If you’ve just woken up with a pounding hangover, your friend’s advice about alternating water and beer is far more annoying than helpful. Assuming you’re not in the midst of a crisis, however, remember that an ounce of prevention is worth a pound of cure.
In politics, candidates go through a vetting process, identifying potential vulnerabilities in their past. Failed marriages, bankruptcies, criminal charges, restraining orders…the really interesting candidate has already been shown the door before you ever had the chance to learn his name.
Identify where your vulnerabilities lie. Do your employees interact with the public every day? Do you have quality controls in place?
Once you’ve identified where you’re exposed, establish internal checks, ensure you’re engaging in ongoing ethics and customer service training, and work to create a culture of accountability. This applies equally to your opponents and competitors: know who they are and why they might seek to harm your reputation. Be prepared rather than surprised.
Now, let’s say, despite all your vetting and preparation, a negative story is circulating and a crisis is brewing. It deserves your immediate attention, but the appropriate response will vary.
1. Ignore It Often the toughest option, and frequently the best. Many criticisms fail to gain traction. The danger of defending against every small attack is that you’ll be permanently on defence, responding to every sling and arrow that comes your way. Responding also risks drawing more attention to the criticism than it would have generated if it had been ignored (see: The Streisand Effect)

**REQUIRED ACTIONS**
1. Please duplicate everything in the reputation-management text from "If you’ve just" down to "learn his name.".
2. According to the reputation-management text, why is ignoring a criticism frequently the best response?
3. Carry the reputation-management text forward from the point where it stops.
You won't need the listing for any of this.

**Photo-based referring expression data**
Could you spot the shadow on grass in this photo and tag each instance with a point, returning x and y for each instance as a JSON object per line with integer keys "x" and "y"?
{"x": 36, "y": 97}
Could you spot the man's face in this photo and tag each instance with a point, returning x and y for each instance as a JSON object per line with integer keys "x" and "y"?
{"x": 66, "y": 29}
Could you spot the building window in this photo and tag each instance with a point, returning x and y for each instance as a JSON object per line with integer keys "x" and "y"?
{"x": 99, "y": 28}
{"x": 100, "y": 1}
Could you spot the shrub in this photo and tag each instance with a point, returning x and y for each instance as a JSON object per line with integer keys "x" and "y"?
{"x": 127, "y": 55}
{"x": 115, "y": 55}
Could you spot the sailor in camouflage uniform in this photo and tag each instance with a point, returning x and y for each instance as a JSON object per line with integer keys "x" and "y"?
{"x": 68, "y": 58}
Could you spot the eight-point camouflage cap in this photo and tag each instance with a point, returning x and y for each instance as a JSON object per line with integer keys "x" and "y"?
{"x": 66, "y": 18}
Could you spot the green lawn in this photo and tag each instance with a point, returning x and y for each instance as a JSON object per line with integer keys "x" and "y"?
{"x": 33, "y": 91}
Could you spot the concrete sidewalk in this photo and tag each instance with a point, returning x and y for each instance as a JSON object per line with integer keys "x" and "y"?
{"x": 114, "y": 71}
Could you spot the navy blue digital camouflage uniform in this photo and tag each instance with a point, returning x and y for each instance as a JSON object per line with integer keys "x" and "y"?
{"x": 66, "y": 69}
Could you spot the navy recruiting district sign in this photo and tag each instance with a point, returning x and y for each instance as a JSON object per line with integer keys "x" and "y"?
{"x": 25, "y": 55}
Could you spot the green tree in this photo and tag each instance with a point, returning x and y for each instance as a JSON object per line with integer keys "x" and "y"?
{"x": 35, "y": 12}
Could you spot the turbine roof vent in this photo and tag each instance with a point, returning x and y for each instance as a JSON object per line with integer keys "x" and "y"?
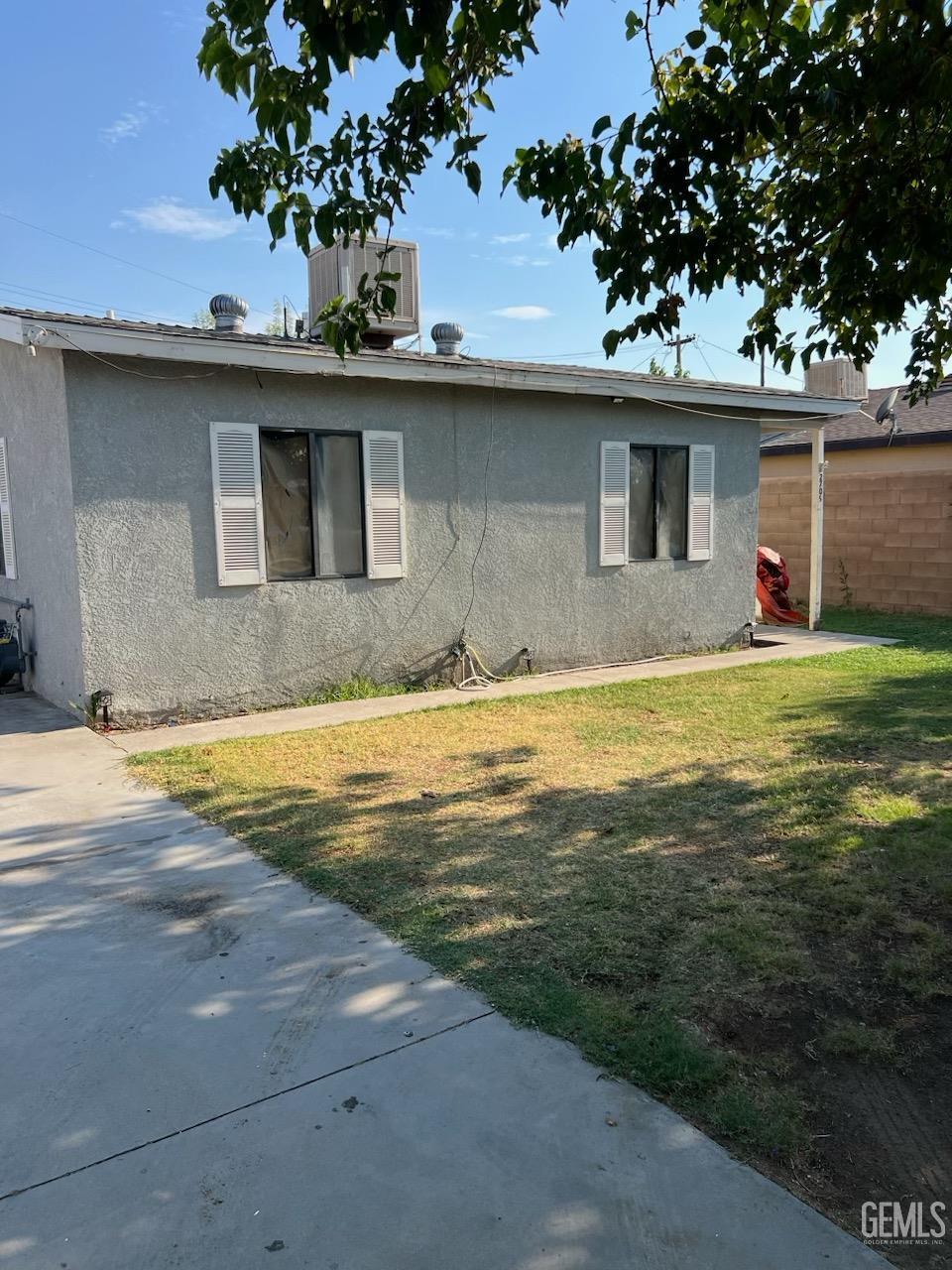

**RESPONSES BY TASK**
1.
If you’ve just woken up with a pounding hangover, your friend’s advice about alternating water and beer is far more annoying than helpful. Assuming you’re not in the midst of a crisis, however, remember that an ounce of prevention is worth a pound of cure.
In politics, candidates go through a vetting process, identifying potential vulnerabilities in their past. Failed marriages, bankruptcies, criminal charges, restraining orders…the really interesting candidate has already been shown the door before you ever had the chance to learn his name.

2. Many criticisms fail to gain traction, and defending against every small attack leaves you permanently on defence. Responding also risks drawing more attention to the criticism than it would have gotten if left alone.

3.
2. Respond to Damaging and False Charges If a false accusation has legs or is being constantly repeated, you must put an end to it. This involves denying the charge with moral indignation (as the great Morton Blackwell says), proving it is false, and immediately pivoting back. (See: Western Standard vs. Jason Kenney )
3. Respond to Defensible Criticism Sometimes an accusation is technically true but lacks context. In these cases, acknowledge the mistake, explain why it was the right thing to do or a common problem, and enlist third parties to help with the defence. For minor errors, sometimes the best path is to confess and laugh it off as not serious. (See: Justin Trudeau’s New Sunglasses)
4. Respond to Serious, True Accusations When the charge is both true and serious, the only path to survival is total transparency. You must confess the facts, articulate exactly what you did wrong, apologize, and commit to never repeating the behaviour. (See: Ralph Klein, Ralph Klein).
Every situation calls for a slightly different response. By staying prepared and responding appropriately, you can often weather the storm of viral negativity and protect the business or career you have worked so hard to build.
If not? Everybody loves a comeback story.